**EXTRACT TO READ**

┌──

Elecampane is a robust hardy perennial plant species that is native to Eurasia but naturalized throughout North America. It is marked by stiff, erect, hairy stems that bear unstalked, ovate leaves while large stalked basal leaves with visible midribs. From June to October, the plant enters its blooming phase giving out large yellow flower heads with outstanding yellow rays that emerge in the form of clusters. 

Traditionally, elecampane is associated with the elves and fairy folks. Helenium, its species name, is derived from the Helen of Troy as it is thought to have popped up from where Helen’s tears fell. Although it is a medicinal plant, different parts of the elecampane plant (especially its root) have found their application in culinary areas due to its massive flavor. 

Throughout the Middle Ages, elecampane was cultivated and consumed as a medicinal plant. It has an undying relationship with the spleen, stomach, lung, and large intestine. As per the Chinese philosophy and medicine, it treats the feeling of food stagnated in the stomach, lack of appetite, focal distention, nausea, vomiting, epigastric pain, diarrhea, and dysentery. It is also used as an aromatic tonic and as a stimulant of the secretory organs to treat cough, whooping cough, bronchitis, and asthma.

 

Growing

Elecampane seeds can be sown in mid-spring directly into the garden beds or you can start them indoors a few weeks before the last frost date. It requires well-drained soil with neutral pH (6.5 to 7.5pH) and full sun to part shade exposure. It is not invasive in nature even though it spreads through the rhizomes. 

Allocate a spacious area for the plantation of elecampane as it requires room to grow, planting it 12 to 30 inches apart. 

Elecampane takes 14 to 42 days to germinate. It typically does not produce flowers during its first year of growth but during its second season, the plant will produce prominent blooms from early summer through early fall. 

These flowers are pollinated and undergo post-fertilization changes to produce seeds that mature from August to September. In ideal conditions, the plant can self-seed and produce new plants on its own for the continuation of its life cycle.

 

 

Harvesting

Harvest elecampane roots and rhizome in the spring or fall season (during the second year of its growth) by digging a broad area with a pitchfork or shovel. 

The roots and rhizome of elecampane take up the form of an octopus shape so a broad area is dug using the pitchfork or shovel for loosening the soil.

Store the fresh roots in a cool pantry or closet at 55° to 60° or you can dry them by chopping them into small chunks and dehydrating or air drying them in a well-ventilated space, away from the sunlight.

Usage

Elecampane serves a vast variety of ailments, including asthma, bronchitis, whooping cough, diarrhea, dysentery, and whatnot. It can be transformed into different medicinal preparations alone or in combination with other herbs.

  • Tincture - Dried elecampane roots are chopped and topped with neutral alcohol, such as vodka, for 4 to 6 weeks to formulate elecampane tincture.
  • Tea - Shredded elecampane roots are soaked in water for 8 to 10 hours, heated up, and consumed to treat cough.
  • Decoction - 1oz of dried elecampane root is boiled in 2 cups of water until half of the volume remains to form elecampane decoction.
  • Salve - Elecampane oil in combination with other oils (such as astragalus oil and cascara oil) is stirred with melted beeswax pellets to formulate a salve.
  • Syrup - Dried elecampane root is simmered in a sugar solution to form a syrup.
  • Infused Oil - 100 gm of elecampane root is infused in 1 liter of carrier oil for 14 days on a sunny windowsill to form elecampane-infused oil.

└──

**SOURCE MATERIAL**
┌──

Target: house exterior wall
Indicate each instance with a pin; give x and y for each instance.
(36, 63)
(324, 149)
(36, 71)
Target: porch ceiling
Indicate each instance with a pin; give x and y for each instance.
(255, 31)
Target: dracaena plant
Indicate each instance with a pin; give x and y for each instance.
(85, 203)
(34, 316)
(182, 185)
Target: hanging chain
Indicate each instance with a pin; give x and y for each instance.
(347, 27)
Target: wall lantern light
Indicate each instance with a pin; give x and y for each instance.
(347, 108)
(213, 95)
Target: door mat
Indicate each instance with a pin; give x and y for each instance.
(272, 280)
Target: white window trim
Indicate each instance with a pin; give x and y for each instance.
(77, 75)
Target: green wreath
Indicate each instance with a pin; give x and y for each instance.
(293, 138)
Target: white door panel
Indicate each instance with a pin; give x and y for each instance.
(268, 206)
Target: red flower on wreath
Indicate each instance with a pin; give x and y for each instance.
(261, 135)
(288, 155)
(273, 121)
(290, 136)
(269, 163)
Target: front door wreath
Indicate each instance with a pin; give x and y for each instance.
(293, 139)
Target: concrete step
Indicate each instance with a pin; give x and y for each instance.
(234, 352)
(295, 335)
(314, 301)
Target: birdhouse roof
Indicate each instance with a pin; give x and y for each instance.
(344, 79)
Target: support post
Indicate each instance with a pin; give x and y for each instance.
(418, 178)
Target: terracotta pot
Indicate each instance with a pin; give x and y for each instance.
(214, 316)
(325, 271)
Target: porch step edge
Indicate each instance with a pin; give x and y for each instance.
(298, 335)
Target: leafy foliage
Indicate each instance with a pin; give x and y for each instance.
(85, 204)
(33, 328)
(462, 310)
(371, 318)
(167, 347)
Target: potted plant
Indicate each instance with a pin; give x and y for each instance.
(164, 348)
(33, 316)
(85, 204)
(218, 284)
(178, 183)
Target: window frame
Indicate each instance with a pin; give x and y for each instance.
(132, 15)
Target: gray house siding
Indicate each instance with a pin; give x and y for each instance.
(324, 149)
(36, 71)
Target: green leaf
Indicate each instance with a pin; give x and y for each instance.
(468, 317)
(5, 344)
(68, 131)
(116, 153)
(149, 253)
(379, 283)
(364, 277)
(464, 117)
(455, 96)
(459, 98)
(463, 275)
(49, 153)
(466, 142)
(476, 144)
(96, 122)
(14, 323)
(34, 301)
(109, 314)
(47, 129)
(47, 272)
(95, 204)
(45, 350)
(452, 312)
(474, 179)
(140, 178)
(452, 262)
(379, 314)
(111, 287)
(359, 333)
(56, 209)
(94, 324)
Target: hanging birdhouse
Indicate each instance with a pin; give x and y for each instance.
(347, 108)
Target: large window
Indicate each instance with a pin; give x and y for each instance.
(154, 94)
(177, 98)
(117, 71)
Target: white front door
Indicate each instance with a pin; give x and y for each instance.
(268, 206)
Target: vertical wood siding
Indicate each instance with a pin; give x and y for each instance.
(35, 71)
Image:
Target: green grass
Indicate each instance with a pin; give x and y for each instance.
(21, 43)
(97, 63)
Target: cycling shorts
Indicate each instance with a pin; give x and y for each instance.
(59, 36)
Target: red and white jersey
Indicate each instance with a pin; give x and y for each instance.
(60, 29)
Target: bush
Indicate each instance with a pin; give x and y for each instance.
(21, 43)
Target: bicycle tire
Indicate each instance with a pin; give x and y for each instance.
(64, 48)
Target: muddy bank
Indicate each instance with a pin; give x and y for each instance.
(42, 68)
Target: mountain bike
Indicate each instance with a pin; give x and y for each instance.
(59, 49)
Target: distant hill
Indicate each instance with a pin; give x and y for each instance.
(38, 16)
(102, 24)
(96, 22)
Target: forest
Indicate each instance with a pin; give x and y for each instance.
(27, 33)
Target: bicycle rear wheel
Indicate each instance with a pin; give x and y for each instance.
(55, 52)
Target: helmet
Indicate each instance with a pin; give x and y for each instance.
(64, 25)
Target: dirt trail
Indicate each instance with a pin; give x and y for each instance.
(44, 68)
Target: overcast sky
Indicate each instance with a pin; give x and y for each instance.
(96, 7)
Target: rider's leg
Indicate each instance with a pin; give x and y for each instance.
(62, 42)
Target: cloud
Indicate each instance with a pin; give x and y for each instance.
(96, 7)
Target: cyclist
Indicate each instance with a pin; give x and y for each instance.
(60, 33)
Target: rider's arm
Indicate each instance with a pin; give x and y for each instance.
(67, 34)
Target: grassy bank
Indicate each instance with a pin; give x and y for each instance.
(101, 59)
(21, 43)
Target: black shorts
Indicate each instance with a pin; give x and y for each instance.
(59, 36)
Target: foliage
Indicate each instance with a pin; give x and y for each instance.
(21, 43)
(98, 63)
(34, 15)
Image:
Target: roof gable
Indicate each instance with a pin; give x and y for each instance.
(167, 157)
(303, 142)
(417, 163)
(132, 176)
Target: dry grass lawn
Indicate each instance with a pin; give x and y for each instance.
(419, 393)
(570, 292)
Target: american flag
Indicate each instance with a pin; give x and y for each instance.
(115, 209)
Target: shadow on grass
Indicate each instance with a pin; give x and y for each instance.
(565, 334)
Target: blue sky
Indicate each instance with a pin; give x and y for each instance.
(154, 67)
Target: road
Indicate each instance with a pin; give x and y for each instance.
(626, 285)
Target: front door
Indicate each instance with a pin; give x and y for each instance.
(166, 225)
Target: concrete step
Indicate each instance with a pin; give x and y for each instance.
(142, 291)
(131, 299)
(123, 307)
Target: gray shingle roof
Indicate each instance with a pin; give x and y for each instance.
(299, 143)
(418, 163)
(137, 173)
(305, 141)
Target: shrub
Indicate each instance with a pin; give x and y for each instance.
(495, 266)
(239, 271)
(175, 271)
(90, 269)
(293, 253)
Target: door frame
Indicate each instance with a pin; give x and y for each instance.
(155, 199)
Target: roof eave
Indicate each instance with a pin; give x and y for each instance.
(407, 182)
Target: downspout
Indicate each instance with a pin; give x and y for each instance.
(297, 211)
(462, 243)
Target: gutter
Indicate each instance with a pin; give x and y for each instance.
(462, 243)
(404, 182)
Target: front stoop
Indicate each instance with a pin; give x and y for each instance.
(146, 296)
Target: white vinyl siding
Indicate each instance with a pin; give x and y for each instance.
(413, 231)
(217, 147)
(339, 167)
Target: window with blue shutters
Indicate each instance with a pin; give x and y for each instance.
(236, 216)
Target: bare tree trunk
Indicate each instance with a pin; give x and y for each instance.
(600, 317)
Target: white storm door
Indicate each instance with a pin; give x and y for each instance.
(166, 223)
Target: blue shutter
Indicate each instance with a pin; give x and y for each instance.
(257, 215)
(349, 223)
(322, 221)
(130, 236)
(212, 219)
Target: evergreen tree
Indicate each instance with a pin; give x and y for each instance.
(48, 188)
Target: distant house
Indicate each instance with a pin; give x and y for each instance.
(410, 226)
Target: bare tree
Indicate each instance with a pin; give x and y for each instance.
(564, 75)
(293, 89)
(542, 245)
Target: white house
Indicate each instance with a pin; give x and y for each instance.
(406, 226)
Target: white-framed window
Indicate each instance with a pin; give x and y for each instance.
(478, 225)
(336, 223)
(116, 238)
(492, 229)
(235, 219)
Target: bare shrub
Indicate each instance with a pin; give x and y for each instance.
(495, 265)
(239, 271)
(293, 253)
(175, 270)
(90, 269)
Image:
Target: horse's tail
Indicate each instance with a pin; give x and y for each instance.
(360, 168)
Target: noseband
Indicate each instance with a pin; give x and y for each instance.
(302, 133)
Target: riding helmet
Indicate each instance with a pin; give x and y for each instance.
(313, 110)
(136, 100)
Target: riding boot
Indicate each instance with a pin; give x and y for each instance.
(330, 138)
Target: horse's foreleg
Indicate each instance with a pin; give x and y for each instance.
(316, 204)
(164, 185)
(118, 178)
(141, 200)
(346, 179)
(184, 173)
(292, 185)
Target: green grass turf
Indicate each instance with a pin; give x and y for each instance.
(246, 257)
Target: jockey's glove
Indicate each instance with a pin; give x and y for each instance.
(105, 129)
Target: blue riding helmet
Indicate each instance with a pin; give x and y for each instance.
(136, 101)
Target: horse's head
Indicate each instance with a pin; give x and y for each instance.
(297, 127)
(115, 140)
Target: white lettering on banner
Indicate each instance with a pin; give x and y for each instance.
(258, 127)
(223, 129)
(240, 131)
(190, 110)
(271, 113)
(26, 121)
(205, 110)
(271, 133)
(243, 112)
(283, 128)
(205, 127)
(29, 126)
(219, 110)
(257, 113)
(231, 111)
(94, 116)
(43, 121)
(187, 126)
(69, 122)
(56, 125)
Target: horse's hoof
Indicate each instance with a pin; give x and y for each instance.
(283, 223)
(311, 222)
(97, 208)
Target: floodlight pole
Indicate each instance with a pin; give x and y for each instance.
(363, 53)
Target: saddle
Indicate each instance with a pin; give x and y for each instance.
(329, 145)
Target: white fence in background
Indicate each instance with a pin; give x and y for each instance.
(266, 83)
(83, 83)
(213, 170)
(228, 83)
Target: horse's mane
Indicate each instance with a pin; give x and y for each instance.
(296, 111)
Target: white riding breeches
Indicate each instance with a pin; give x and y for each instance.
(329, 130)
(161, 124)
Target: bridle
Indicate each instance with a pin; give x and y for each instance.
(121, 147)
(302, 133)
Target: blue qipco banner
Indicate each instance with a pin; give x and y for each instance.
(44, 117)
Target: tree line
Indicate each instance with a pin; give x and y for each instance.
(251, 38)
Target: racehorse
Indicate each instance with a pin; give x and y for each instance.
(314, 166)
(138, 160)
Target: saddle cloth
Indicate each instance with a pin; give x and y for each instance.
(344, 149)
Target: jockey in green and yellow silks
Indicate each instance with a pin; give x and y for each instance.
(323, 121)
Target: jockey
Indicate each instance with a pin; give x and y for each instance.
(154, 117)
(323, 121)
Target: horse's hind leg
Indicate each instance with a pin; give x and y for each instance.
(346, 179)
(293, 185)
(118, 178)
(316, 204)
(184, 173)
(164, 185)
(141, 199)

└──

**EXERCISE AIM**
Using the elecampane text, decide whether each statement agrees with it. Answer yes or no for each and quote the exact words that decide it.
(a) Elecampane usually flowers in its first year of growth.
(b) Elecampane seeds mature from August to September.
(c) The tincture is made by leaving the chopped dried roots in alcohol for two weeks.
Answer from the elecampane text alone.

**THE ANSWER**
(a) No: "It typically does not produce flowers during its first year of growth"
(b) Yes: "seeds that mature from August to September"
(c) No: "topped with neutral alcohol, such as vodka, for 4 to 6 weeks"